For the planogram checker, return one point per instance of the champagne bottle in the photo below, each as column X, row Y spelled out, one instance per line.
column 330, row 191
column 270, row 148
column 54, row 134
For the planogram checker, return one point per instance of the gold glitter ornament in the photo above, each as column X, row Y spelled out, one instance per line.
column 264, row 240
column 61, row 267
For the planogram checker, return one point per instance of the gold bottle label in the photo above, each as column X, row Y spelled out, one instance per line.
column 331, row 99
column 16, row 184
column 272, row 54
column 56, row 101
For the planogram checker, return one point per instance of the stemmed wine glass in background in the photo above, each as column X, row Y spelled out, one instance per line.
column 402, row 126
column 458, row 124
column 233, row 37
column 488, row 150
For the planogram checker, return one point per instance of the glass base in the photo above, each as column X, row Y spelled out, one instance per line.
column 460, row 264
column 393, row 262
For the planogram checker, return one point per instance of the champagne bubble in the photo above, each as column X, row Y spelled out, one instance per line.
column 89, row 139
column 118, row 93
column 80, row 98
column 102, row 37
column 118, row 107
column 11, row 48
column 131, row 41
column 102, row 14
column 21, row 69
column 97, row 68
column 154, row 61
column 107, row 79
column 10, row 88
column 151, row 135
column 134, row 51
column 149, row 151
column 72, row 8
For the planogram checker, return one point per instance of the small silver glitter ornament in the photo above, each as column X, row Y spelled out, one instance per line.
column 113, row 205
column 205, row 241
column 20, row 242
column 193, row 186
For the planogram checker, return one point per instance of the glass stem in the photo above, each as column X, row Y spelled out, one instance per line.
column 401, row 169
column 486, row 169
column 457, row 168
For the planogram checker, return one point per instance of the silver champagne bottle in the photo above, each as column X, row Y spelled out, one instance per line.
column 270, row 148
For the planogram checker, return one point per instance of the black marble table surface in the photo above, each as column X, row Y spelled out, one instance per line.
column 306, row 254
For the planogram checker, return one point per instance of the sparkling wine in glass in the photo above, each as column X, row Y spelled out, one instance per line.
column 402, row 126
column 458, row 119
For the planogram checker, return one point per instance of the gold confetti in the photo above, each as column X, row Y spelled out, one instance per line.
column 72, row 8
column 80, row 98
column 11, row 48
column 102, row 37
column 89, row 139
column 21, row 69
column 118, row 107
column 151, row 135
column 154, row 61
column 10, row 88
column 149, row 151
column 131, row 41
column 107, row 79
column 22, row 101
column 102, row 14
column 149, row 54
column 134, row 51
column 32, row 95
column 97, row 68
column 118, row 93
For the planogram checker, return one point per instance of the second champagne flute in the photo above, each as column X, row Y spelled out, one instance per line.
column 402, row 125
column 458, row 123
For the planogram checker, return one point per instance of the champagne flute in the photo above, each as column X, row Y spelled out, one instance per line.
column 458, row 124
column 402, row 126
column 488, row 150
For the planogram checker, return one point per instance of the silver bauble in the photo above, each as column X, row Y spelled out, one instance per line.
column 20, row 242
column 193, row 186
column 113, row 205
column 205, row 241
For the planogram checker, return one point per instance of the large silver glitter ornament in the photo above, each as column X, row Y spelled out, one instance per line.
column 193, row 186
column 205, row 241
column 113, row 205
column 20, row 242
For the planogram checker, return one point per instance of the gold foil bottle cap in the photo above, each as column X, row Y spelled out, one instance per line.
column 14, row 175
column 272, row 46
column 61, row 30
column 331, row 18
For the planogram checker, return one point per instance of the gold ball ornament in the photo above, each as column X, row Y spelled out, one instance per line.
_ _ _
Word for word, set down all of the records above.

For the planogram checker, return one point per instance of the champagne bottle in the photo below, each as column X, row Y spelled out, one instance per line.
column 330, row 191
column 270, row 148
column 54, row 134
For the planogram checker, return one point per instance of the gold glitter ornament in the photo above, each as column X, row Y spelled out, one instance per line.
column 264, row 240
column 61, row 267
For the planogram checker, return one point per instance of the gold bottle label in the photo above, each as column X, row Y spelled out, one instance per line.
column 331, row 99
column 16, row 184
column 272, row 54
column 56, row 101
For the planogram checker, return one point per instance of the stemmed wine glass in background in the photo above, each as column X, row Y spelled out, one instance per line.
column 402, row 126
column 458, row 124
column 233, row 37
column 488, row 150
For the planogram checker, return one point per instance of the glass base in the photo above, each as column X, row Y spelled out, one instance per line.
column 460, row 264
column 393, row 262
For the planogram checker, return one point per instance of the champagne bubble in the photo above, each as column X, row Y spelled out, one instance per line.
column 89, row 139
column 118, row 93
column 80, row 98
column 102, row 37
column 118, row 107
column 11, row 48
column 131, row 41
column 102, row 14
column 21, row 69
column 97, row 68
column 154, row 61
column 107, row 79
column 10, row 88
column 151, row 135
column 134, row 51
column 149, row 151
column 72, row 8
For the planogram checker, return one point per instance of the small silver glitter ornament in the photo above, each as column X, row Y spelled out, one instance per line.
column 113, row 205
column 205, row 241
column 20, row 242
column 193, row 186
For the planogram checker, return one point per instance of the glass stem in the photo above, each as column X, row Y spelled out, one instance per line.
column 401, row 169
column 486, row 169
column 457, row 168
For the planogram checker, return one point per instance of the silver champagne bottle in the photo above, each as column X, row Y spelled out, one instance per line.
column 270, row 148
For the planogram checker, return one point per instance of the black marble table surface in the photo above, each as column X, row Y spelled out, one instance per line.
column 306, row 254
For the planogram checker, return one point per instance of the sparkling wine in glass in the photo above, each as column X, row Y spelled out, one instance per line.
column 402, row 126
column 458, row 119
For the planogram checker, return one point per instance of the gold confetti in the photo above, each as column X, row Y spelled out, one instance per line.
column 72, row 8
column 80, row 98
column 11, row 48
column 102, row 37
column 89, row 139
column 21, row 69
column 118, row 107
column 151, row 135
column 154, row 61
column 10, row 88
column 149, row 151
column 131, row 41
column 107, row 79
column 22, row 101
column 102, row 14
column 149, row 54
column 134, row 51
column 32, row 95
column 97, row 68
column 118, row 93
For the planogram checker, return one point per instance of the second champagne flute in the photo above, each as column X, row Y spelled out, one instance per line.
column 402, row 125
column 458, row 123
For the planogram checker, return one point per instance of the champagne flute in the photo above, each as column X, row Y spelled out, one instance per line.
column 458, row 124
column 402, row 126
column 488, row 150
For the planogram checker, return one point per instance of the silver bauble in the photo above, each as column X, row Y spelled out, one instance per line.
column 20, row 242
column 193, row 186
column 113, row 205
column 205, row 241
For the planogram checker, return one point per instance of the large silver glitter ornament in the photo above, each as column X, row Y spelled out, one instance per line.
column 193, row 186
column 205, row 241
column 113, row 205
column 20, row 242
For the planogram checker, return one point per instance of the gold foil bottle cap in the photo above, each as column X, row Y spelled out, one instance per line.
column 14, row 175
column 272, row 46
column 61, row 30
column 331, row 18
For the planogram checker, return one point per instance of the gold ball ornament in the photo above, each as column X, row Y spelled out, one instance per line.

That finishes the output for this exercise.